Material provided:
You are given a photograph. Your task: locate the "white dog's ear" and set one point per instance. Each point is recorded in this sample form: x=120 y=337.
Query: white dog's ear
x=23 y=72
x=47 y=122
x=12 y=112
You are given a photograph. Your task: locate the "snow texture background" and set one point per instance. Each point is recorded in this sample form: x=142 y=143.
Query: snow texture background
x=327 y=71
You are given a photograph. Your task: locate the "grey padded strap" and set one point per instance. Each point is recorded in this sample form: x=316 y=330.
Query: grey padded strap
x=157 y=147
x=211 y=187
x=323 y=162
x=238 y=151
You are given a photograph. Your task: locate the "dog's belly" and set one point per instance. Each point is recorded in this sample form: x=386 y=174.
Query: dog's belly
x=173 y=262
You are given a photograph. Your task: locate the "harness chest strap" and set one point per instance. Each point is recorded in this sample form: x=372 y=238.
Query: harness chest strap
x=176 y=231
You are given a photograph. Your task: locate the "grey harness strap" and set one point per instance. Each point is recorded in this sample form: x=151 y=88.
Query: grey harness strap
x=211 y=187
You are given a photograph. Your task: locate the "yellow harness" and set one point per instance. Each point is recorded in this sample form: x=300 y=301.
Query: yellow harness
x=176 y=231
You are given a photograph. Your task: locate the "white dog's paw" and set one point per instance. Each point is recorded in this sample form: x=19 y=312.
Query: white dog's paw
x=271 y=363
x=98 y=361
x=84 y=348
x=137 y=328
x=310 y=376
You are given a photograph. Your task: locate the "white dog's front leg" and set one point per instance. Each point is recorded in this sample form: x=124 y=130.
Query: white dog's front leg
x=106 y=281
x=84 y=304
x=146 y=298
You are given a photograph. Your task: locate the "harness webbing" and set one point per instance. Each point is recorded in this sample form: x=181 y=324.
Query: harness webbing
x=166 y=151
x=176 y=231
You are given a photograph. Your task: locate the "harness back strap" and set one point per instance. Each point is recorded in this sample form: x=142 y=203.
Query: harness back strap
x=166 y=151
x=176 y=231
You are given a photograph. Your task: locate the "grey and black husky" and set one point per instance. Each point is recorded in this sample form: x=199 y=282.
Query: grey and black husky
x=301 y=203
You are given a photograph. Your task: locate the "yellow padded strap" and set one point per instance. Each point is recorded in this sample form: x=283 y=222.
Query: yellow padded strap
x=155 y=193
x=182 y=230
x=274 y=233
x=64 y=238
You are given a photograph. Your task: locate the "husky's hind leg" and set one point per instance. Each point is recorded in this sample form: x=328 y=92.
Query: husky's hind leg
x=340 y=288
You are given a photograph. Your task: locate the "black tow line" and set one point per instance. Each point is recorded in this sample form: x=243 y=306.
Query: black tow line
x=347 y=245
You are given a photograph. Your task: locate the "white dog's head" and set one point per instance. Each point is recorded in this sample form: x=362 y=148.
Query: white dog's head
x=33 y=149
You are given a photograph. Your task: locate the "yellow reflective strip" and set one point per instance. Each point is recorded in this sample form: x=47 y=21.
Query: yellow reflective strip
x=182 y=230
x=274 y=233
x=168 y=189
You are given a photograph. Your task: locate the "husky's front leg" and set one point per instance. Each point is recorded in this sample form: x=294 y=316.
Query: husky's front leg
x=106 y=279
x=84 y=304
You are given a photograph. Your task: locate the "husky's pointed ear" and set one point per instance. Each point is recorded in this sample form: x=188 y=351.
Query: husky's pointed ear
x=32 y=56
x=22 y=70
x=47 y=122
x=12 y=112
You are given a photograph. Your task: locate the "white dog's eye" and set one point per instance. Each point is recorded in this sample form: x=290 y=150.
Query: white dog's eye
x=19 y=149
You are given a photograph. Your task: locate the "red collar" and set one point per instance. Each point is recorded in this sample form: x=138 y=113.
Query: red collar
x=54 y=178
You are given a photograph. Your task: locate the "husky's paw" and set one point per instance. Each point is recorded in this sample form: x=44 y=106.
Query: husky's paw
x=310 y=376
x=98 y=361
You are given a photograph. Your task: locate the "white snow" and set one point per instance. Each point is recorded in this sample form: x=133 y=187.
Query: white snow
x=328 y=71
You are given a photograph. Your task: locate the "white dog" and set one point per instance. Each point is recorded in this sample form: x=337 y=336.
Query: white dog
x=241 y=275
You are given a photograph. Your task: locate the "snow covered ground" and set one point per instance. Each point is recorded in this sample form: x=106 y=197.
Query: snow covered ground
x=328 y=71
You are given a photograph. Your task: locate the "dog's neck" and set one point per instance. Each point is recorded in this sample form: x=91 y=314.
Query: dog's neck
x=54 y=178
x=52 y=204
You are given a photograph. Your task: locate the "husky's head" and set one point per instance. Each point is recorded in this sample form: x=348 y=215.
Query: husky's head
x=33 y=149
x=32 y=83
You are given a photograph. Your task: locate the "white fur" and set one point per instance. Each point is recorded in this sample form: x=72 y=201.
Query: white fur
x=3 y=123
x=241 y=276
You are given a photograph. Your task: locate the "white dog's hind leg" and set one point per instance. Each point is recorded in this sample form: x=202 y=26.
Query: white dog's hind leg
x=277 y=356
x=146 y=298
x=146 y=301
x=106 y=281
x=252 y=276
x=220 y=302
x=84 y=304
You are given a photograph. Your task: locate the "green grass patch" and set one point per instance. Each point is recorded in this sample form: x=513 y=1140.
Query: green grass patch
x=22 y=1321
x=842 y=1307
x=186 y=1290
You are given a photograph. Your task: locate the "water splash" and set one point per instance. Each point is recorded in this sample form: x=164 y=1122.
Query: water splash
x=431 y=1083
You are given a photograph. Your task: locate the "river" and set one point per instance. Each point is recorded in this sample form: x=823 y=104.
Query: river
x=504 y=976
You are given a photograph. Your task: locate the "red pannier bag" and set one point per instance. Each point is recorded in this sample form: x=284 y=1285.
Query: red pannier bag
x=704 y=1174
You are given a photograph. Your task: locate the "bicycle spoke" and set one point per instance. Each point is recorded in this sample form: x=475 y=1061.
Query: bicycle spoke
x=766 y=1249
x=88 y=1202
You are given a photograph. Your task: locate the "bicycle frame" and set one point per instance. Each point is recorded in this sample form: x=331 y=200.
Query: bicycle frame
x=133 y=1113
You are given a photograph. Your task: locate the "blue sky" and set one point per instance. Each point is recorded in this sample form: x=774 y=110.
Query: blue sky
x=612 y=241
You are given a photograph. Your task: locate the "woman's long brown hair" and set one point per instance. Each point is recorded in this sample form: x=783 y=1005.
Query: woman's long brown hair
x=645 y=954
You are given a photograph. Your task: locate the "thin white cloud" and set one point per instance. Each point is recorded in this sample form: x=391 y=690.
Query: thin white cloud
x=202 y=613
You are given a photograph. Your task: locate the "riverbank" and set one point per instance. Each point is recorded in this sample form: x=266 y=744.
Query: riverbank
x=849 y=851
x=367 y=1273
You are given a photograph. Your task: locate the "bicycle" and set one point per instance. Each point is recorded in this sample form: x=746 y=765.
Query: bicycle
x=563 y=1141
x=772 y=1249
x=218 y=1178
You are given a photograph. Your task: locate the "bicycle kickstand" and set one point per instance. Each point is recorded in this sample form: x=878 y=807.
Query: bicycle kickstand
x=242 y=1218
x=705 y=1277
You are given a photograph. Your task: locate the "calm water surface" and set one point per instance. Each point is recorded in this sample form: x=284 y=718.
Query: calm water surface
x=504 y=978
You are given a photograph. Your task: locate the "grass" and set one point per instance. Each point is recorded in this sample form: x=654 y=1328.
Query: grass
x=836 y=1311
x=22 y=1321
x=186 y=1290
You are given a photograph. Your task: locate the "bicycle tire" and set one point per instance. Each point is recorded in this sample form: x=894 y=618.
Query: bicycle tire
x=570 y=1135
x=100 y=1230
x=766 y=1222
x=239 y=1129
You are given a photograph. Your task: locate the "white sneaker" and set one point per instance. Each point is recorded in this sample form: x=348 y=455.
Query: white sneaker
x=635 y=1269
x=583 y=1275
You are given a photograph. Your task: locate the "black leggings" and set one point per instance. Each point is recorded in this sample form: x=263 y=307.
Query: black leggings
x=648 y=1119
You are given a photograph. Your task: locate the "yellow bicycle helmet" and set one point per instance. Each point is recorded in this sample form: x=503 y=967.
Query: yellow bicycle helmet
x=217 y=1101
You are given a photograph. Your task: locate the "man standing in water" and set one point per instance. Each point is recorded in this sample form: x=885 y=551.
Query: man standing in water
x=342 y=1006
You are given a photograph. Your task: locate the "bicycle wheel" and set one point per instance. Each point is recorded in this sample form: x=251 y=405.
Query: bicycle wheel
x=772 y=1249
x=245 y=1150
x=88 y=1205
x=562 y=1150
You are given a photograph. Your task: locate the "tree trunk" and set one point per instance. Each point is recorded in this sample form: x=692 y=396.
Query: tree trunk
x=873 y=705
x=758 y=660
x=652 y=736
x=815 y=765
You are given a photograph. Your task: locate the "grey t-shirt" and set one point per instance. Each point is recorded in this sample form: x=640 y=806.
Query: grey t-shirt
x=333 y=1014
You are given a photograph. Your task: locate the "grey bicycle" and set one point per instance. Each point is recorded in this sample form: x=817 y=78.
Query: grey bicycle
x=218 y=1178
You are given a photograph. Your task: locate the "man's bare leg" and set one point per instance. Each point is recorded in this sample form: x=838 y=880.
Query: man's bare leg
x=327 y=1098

Task instructions:
Lay out the lines of the material above, from the line holding "form: x=774 y=110." through the line holding "x=612 y=241", inclusive, as a numbered list with any blank lines left out.

Written response:
1. You are given a photograph. Your task: locate the "blue sky" and set one point per instance. Each point is recorded in this sample form: x=774 y=110.
2. Query: blue sky
3. x=612 y=241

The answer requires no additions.